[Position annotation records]
|---|

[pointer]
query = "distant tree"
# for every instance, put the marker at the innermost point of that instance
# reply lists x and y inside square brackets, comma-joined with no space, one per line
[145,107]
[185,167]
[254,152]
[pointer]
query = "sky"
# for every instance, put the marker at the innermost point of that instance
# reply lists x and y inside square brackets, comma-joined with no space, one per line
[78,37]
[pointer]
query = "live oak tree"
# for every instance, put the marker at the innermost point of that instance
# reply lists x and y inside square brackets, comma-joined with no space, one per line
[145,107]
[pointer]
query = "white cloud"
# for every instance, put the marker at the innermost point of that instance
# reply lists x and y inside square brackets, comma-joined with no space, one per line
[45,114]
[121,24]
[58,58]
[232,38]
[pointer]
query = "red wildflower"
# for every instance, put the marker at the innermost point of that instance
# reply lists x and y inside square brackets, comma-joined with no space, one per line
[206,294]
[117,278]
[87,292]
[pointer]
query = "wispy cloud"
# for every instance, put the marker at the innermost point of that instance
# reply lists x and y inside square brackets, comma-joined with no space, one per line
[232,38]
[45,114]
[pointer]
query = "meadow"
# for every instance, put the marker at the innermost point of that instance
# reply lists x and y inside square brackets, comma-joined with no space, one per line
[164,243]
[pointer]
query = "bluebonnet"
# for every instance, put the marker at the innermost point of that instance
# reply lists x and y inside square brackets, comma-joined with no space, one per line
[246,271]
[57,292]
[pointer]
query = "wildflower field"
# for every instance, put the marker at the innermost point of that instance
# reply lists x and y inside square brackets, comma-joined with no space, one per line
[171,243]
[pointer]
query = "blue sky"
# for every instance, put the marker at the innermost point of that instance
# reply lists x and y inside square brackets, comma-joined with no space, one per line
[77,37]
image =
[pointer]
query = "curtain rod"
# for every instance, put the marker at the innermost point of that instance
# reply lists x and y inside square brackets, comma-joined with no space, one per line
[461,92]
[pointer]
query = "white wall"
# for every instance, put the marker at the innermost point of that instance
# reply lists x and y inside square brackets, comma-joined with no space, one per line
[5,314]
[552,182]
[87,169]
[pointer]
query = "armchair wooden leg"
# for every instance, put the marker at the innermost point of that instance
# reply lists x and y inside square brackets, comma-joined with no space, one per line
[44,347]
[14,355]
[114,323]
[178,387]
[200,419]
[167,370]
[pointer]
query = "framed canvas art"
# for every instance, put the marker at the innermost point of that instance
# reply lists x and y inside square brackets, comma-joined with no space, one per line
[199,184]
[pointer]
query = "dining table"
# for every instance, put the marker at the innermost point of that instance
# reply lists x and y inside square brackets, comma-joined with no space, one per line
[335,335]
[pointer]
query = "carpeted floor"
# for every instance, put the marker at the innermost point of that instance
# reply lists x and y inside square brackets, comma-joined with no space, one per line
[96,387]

|---|

List every line of the listing that contains the string "cloud".

→ **Written response**
query = "white cloud"
query = "wispy cloud"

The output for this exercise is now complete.